:: Job ::
Please reproduce every one of the entries below word for word, leaving the pictures out of your copy.
## Start Data listing
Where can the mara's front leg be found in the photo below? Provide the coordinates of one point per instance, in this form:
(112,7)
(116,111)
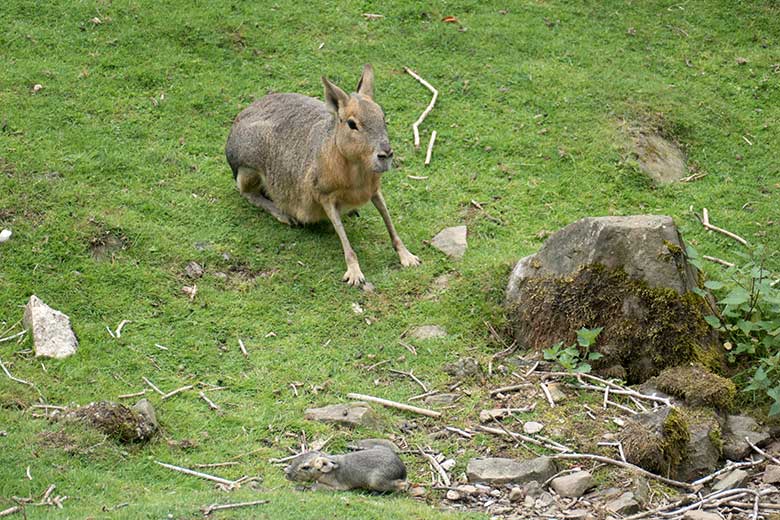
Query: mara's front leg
(353,276)
(407,258)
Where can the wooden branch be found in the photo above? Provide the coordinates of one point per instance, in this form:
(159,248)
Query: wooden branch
(409,375)
(415,126)
(393,404)
(152,386)
(194,473)
(209,402)
(706,223)
(520,436)
(511,388)
(130,396)
(761,452)
(177,391)
(429,151)
(218,507)
(12,378)
(627,465)
(435,463)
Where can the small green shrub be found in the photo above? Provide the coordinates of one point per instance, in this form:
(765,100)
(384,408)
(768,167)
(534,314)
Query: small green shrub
(574,358)
(747,313)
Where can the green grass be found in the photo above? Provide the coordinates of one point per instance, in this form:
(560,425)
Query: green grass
(529,116)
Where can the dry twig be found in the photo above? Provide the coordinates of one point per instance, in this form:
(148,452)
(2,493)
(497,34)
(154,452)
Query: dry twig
(218,507)
(415,126)
(706,223)
(393,404)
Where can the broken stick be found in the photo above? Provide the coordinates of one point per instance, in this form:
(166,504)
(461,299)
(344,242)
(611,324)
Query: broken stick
(706,223)
(430,148)
(428,109)
(394,404)
(194,473)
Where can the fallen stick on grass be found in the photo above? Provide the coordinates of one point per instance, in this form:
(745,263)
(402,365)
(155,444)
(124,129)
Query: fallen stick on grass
(429,151)
(706,223)
(393,404)
(218,507)
(194,473)
(415,126)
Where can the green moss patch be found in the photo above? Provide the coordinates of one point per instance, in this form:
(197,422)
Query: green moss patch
(698,386)
(646,329)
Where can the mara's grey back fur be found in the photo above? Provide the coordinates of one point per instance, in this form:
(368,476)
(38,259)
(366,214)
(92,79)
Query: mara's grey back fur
(303,160)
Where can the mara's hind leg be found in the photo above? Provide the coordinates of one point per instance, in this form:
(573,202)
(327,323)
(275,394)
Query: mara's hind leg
(250,184)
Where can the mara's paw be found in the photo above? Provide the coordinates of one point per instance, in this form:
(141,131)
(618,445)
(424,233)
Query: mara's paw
(354,276)
(408,259)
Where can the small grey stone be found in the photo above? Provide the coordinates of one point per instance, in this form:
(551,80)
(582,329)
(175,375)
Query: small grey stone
(625,504)
(441,399)
(731,480)
(464,367)
(352,414)
(574,485)
(532,427)
(51,331)
(772,474)
(556,392)
(700,515)
(193,270)
(451,241)
(468,490)
(145,408)
(497,471)
(427,332)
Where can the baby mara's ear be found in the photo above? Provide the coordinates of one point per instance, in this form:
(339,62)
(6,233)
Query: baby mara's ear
(324,464)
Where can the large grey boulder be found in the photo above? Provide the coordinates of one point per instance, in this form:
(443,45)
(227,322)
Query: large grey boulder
(499,471)
(629,275)
(51,332)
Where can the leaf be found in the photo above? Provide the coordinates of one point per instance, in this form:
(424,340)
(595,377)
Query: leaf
(712,321)
(737,296)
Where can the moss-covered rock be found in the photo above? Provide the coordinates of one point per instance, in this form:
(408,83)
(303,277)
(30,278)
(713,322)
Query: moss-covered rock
(115,420)
(698,386)
(628,275)
(656,440)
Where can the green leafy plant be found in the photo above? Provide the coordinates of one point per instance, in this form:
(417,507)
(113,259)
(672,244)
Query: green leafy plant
(574,358)
(747,313)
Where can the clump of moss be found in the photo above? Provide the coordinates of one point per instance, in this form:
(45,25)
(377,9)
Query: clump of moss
(656,441)
(698,386)
(645,329)
(115,420)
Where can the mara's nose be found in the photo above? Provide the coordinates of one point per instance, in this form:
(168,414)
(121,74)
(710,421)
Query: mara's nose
(385,153)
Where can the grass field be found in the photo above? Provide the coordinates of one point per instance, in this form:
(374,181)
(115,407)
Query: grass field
(113,179)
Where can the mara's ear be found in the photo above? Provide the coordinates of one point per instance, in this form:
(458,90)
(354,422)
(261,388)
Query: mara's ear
(335,98)
(366,83)
(325,465)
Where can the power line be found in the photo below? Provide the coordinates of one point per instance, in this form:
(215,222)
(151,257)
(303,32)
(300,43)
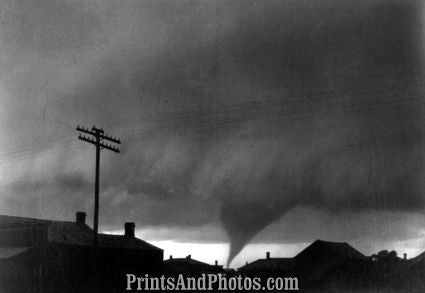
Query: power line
(96,136)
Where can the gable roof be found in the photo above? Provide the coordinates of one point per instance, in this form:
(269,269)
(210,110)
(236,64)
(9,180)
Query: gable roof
(185,261)
(321,250)
(64,232)
(7,252)
(269,264)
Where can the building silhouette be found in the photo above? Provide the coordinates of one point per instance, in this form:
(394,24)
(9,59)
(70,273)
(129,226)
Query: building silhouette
(42,256)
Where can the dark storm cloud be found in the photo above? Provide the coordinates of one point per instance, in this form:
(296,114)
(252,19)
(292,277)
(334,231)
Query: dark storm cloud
(229,111)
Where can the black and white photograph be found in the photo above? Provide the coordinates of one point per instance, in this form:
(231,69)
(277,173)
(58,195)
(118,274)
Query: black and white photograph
(212,146)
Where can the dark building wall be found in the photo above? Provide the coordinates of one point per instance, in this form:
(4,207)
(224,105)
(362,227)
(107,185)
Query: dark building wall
(23,236)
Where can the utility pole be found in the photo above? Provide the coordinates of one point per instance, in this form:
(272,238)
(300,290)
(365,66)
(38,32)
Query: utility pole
(97,138)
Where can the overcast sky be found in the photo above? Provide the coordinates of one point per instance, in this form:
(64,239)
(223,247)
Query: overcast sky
(275,122)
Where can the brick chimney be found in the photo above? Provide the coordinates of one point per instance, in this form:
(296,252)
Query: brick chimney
(80,218)
(129,229)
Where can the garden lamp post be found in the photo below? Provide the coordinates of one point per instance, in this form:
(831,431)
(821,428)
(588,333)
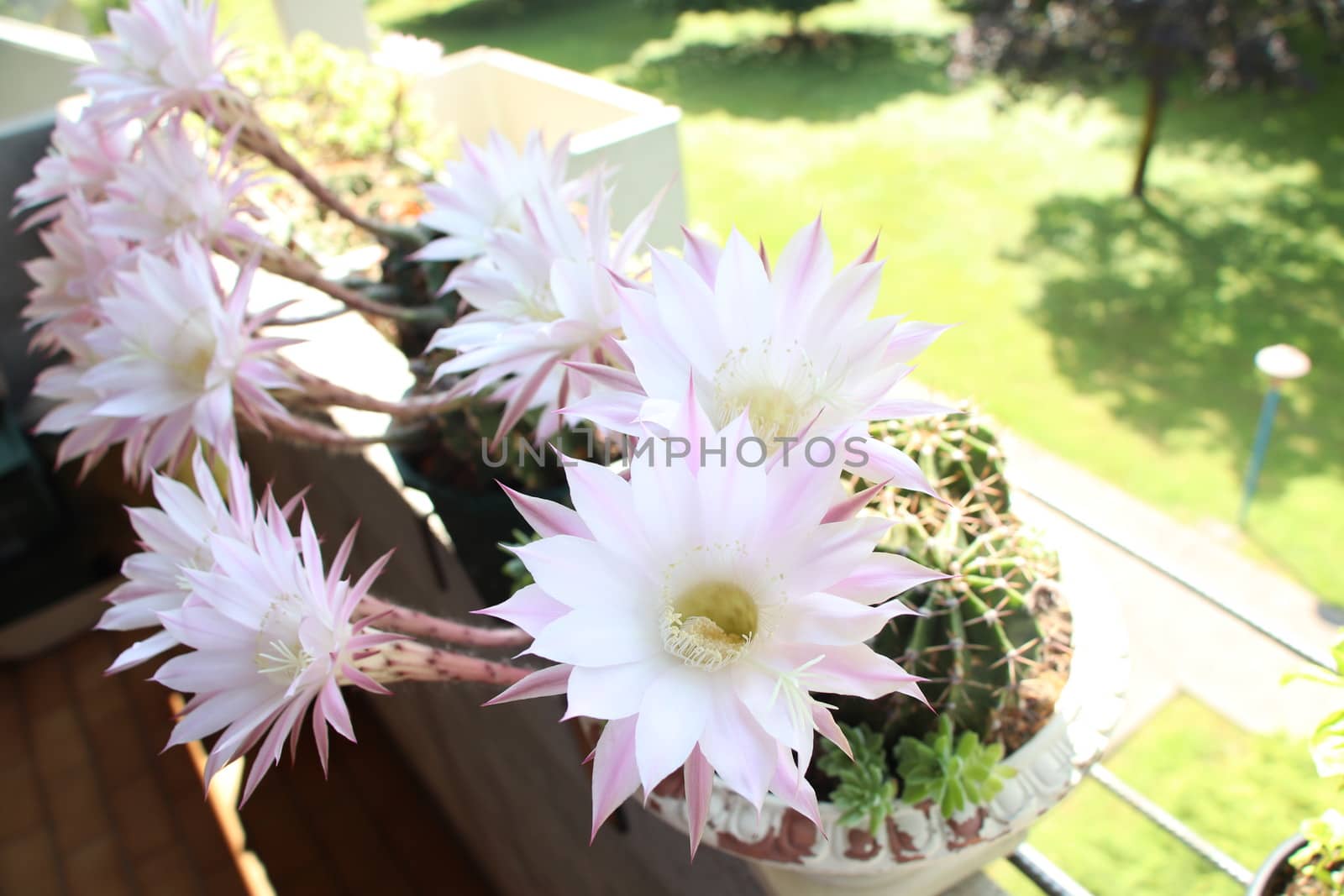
## End Data listing
:: Final result ::
Where can the mara's front leg be found in the photo below? Provide the coordinates of one point per instance, in this form:
(112,7)
(116,111)
Query: mara's front leg
(353,276)
(407,258)
Where can the wooden branch be found in the photo above? Provide the coordinates of one point per instance, in this form:
(159,248)
Query: wooden branch
(409,375)
(415,126)
(393,404)
(152,386)
(194,473)
(209,402)
(706,223)
(520,436)
(511,388)
(130,396)
(761,452)
(177,391)
(429,151)
(218,507)
(12,378)
(627,465)
(435,463)
Where can the small green shrub be found in the photo above? Provide the coordinates of one point per instance, in this form:
(765,100)
(384,408)
(768,167)
(534,314)
Query: small green shrub
(574,358)
(747,313)
Where can the green grass be found in the photo above? Provide the coordinates of one point per instance, in this form:
(560,425)
Query: green grass
(529,116)
Where can the dry twig be found in the photo above? Provide the coordinates of one point per instance, in this form:
(148,452)
(2,493)
(497,34)
(154,452)
Query: dry twig
(218,507)
(415,126)
(706,223)
(393,404)
Where can the broken stick be found in the photo above? Provide the coordinates of one point per instance, in this form:
(166,504)
(461,299)
(344,242)
(611,324)
Query: broken stick
(706,223)
(430,148)
(428,109)
(394,404)
(194,473)
Where can the fallen stick on grass be found in the photo above? Provide the coordinates of one point per instance, in this form:
(745,263)
(402,365)
(155,444)
(124,129)
Query: fallen stick on grass
(429,151)
(706,223)
(393,404)
(218,507)
(194,473)
(415,126)
Where can the green moss patch be found in the photo above? Provide the coordinates of one point per instance, in this form:
(197,422)
Query: green moss patch
(698,386)
(646,329)
Where can the mara's grey back fur be found in the photo above? Provide the coordinates of one point per instance, in this form:
(368,476)
(38,259)
(366,214)
(92,79)
Query: mara's grey back fur
(303,160)
Where can the mara's hind leg be found in the photo above? Provide the coordinates of one point per instance, in this form:
(573,202)
(327,323)
(275,394)
Query: mara's hind leg
(250,184)
Where can the mara's paw be found in the photo above? Provide the coordinates of one point per instance, in this form:
(141,131)
(618,445)
(424,233)
Query: mara's paw
(354,276)
(408,259)
Where can the small grey stone be found in the photo above? Provide the coordinates of one point per instance, in this form:
(551,80)
(582,329)
(175,375)
Query: small grey stone
(625,504)
(441,399)
(731,480)
(464,367)
(352,414)
(574,485)
(532,427)
(51,331)
(772,474)
(556,392)
(700,515)
(193,270)
(451,241)
(468,490)
(145,408)
(497,471)
(427,332)
Where can the baby mara's ear be found in the photo above? Provide the coordinates of one point per instance, in this form:
(339,62)
(6,233)
Query: baby mara's ear
(324,464)
Where can the large grey boulder be found in the photo above? Provide the coordinates of one point per instance, in this form:
(443,45)
(227,322)
Query: large grey boulder
(499,471)
(629,275)
(51,332)
Where can the leaf be found in the photo above? Provide the coordinates of one point per instance, in this form:
(424,340)
(595,377)
Query: leaf
(712,321)
(737,296)
Where can the moss-covered rock be found in the photo above? Provide the coordinates of one point per instance, in this form:
(408,83)
(303,277)
(30,278)
(713,322)
Query: moss-covered rock
(115,420)
(698,386)
(628,275)
(656,440)
Where can the green leafy plant be found in the photo above? Provide the coordinates of one point per instance, in this form:
(417,507)
(113,259)
(672,244)
Query: green leafy plant
(574,358)
(747,313)
Where can the clump of moss be found in the photo above? Provide the coordinates of one point per instance, in this form:
(45,25)
(377,9)
Query: clump of moss
(656,441)
(698,386)
(645,329)
(115,420)
Where can the mara's nose be found in the photo above? Provide the coordinates of one point per instance, in this form:
(168,414)
(121,74)
(710,421)
Query: mara's nose
(385,153)
Where can the grass field be found in the photo above? Provide the coordinates of one point per instance, in this form:
(374,181)
(115,407)
Query: grass field
(113,179)
Where can the mara's ear be found in the photo above? Provide the coordinates of one point per instance, in this form:
(458,90)
(354,422)
(261,388)
Query: mara's ear
(335,98)
(366,83)
(325,465)
Where can the power line be found in the photo below? Provide the coordinates of one point per instance, in this form:
(215,222)
(151,257)
(303,32)
(300,43)
Query: power line
(96,136)
Where can the gable roof be found in the photo above? Provide the coordinates of one point per instance, in this form:
(269,269)
(210,110)
(236,64)
(9,180)
Query: gable roof
(185,261)
(321,250)
(64,232)
(7,252)
(269,264)
Where can the building silhouette be found in the photo above? Provide the coordinates of one point per instance, in this form:
(394,24)
(9,59)
(70,273)
(129,226)
Query: building silhouette
(42,256)
Where can the dark storm cloud be found in the photo above? Provide the coordinates of one point per instance, in this form:
(296,114)
(252,19)
(292,277)
(334,231)
Query: dark storm cloud
(229,111)
Where can the black and white photograph be found in the photo above? Provide the coordinates of one point per instance, in this form:
(231,69)
(277,173)
(58,195)
(118,274)
Query: black and white photograph
(212,146)
Where can the dark building wall be found in the photo above? Provide the coordinates of one point per instance, in this form:
(4,207)
(224,105)
(362,227)
(107,185)
Query: dark building wall
(23,236)
Where can the utility pole be found in the photo above? Provide the coordinates of one point per instance, in this form:
(272,238)
(300,290)
(365,66)
(38,32)
Query: utility pole
(97,138)
Where can the overcast sky be found in the photo above? Provide the coordinates of one point per instance, in this form:
(64,239)
(223,247)
Query: overcast sky
(275,122)
Where can the brick chimney be found in the photo above? Provide the coordinates of one point per instance, in this form:
(296,252)
Query: brick chimney
(80,218)
(129,229)
Where can the garden lamp post be found in the photo below? Provide the coordinates of one point per instance, in this form:
(831,431)
(821,428)
(588,333)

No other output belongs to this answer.